-------- Material provided

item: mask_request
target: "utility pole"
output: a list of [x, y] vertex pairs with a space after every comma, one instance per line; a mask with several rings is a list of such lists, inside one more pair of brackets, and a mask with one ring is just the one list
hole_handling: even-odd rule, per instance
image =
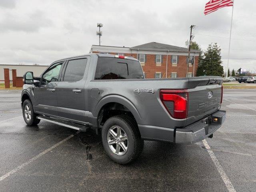
[[189, 59], [190, 56], [190, 46], [191, 45], [191, 40], [192, 40], [192, 29], [193, 29], [193, 28], [194, 26], [195, 26], [193, 25], [190, 26], [190, 36], [189, 38], [189, 42], [188, 42], [188, 66], [187, 66], [187, 77], [188, 76], [188, 66], [189, 66]]
[[102, 35], [102, 32], [100, 31], [100, 28], [103, 26], [103, 24], [102, 23], [98, 23], [97, 26], [99, 28], [99, 31], [96, 32], [96, 34], [99, 36], [99, 45], [100, 45], [100, 36]]

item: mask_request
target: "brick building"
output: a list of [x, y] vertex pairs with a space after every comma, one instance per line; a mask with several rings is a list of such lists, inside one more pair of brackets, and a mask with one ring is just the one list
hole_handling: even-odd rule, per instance
[[[184, 47], [156, 42], [130, 48], [94, 45], [90, 52], [108, 53], [136, 58], [140, 62], [146, 78], [186, 76], [188, 50]], [[198, 50], [191, 50], [190, 51], [190, 61], [192, 61], [192, 64], [189, 64], [189, 77], [196, 75], [200, 52]]]

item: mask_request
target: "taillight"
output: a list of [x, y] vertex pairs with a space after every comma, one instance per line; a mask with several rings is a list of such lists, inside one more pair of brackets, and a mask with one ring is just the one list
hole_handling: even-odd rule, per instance
[[187, 90], [161, 90], [160, 98], [172, 117], [176, 119], [187, 118], [188, 98]]
[[220, 99], [220, 104], [222, 103], [222, 98], [223, 97], [223, 86], [221, 86], [221, 99]]
[[123, 56], [122, 55], [115, 55], [116, 58], [120, 58], [121, 59], [127, 59], [127, 57], [126, 56]]

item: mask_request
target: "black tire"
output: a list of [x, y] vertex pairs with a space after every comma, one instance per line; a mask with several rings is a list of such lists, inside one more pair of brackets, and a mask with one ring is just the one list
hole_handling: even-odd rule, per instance
[[[26, 106], [28, 106], [29, 109], [30, 110], [30, 118], [28, 120], [26, 117], [25, 114], [25, 107]], [[33, 108], [33, 105], [30, 100], [26, 99], [22, 105], [22, 114], [23, 115], [23, 118], [26, 123], [29, 126], [35, 125], [38, 124], [40, 122], [40, 120], [36, 118], [36, 114], [34, 112], [34, 109]]]
[[[114, 153], [108, 145], [108, 132], [114, 126], [121, 127], [127, 136], [128, 148], [127, 151], [122, 155]], [[134, 119], [127, 115], [117, 115], [108, 119], [103, 126], [102, 136], [103, 146], [107, 154], [112, 160], [119, 164], [130, 163], [139, 156], [143, 150], [144, 141], [141, 139], [137, 123]]]

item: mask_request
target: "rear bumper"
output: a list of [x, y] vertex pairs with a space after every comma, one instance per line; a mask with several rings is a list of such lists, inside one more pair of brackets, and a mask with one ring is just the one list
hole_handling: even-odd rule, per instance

----------------

◆ **Job**
Can you update all the records above so that "even-odd rule" becomes "nonzero winding rule" everywhere, with nothing else changed and the pictures left out?

◆ **Exercise answer**
item: mask_request
target: "utility pole"
output: a list of [x, y] vertex pairs with a space after every comma, one instance per line; a mask with several rings is a list of such lists, inside one more pair of brackets, and a mask with one ring is just the one list
hole_handling: nonzero winding rule, per instance
image =
[[189, 59], [190, 56], [190, 46], [191, 45], [191, 40], [192, 40], [192, 29], [193, 29], [193, 28], [194, 26], [195, 26], [193, 25], [190, 26], [190, 36], [189, 38], [189, 42], [188, 42], [188, 66], [187, 66], [187, 77], [188, 76], [188, 66], [189, 66]]
[[102, 35], [102, 32], [100, 31], [100, 28], [103, 26], [103, 24], [102, 23], [98, 23], [97, 26], [99, 28], [99, 31], [96, 32], [96, 34], [99, 36], [99, 45], [100, 45], [100, 36]]

item: mask_request
target: "brick building"
output: a list of [x, y] vertex pairs with a space after every comma, one instance per line; a mask with several rings is a list of such lists, inside one more pair of brackets, and a mask with one ring is just the one list
hole_handling: nonzero winding rule, per instance
[[[184, 47], [156, 42], [130, 48], [94, 45], [90, 52], [108, 53], [136, 58], [140, 62], [146, 78], [186, 76], [188, 50]], [[198, 50], [191, 50], [190, 51], [190, 61], [192, 61], [192, 64], [189, 64], [189, 77], [196, 75], [200, 52]]]

item: mask_request
target: "taillight"
output: a list of [x, y] vertex pairs with a space after every comma, one instance per line; a mask with several rings is a list of such lists, inside one more pair of brackets, and a mask with one ring is just the one list
hole_handling: nonzero winding rule, per instance
[[187, 90], [161, 90], [160, 98], [172, 117], [176, 119], [187, 118], [188, 98]]
[[220, 99], [220, 104], [222, 103], [222, 98], [223, 97], [223, 86], [221, 86], [221, 99]]
[[123, 56], [122, 55], [115, 55], [116, 58], [120, 58], [121, 59], [127, 59], [127, 57], [126, 56]]

item: mask_request
target: "black tire"
output: a list of [x, y] vertex pairs with a space after every comma, one instance per line; a mask with several rings is a list of such lists, inside one more pair of brackets, and a mask with one ring is just the one list
hole_handling: nonzero winding rule, per instance
[[[26, 106], [28, 106], [29, 109], [30, 110], [30, 118], [28, 120], [26, 117], [25, 114], [25, 107]], [[33, 108], [33, 105], [30, 100], [26, 99], [22, 105], [22, 114], [23, 115], [23, 118], [26, 123], [29, 126], [35, 125], [38, 124], [40, 122], [40, 120], [36, 118], [36, 114], [34, 112], [34, 109]]]
[[[114, 153], [108, 145], [108, 132], [114, 126], [121, 127], [127, 136], [128, 148], [127, 151], [122, 155]], [[134, 119], [127, 115], [117, 115], [108, 119], [103, 126], [102, 136], [103, 146], [107, 154], [112, 160], [119, 164], [130, 163], [139, 156], [143, 150], [144, 141], [141, 139], [137, 123]]]

item: mask_request
target: "rear bumper"
output: a list of [x, y] vertex pairs with a space after every comma, one instance per line; a mask with several rings is a list of such lists, inside one more pair of brackets, and a mask with one ring is just the one list
hole_handling: nonzero winding rule, per instance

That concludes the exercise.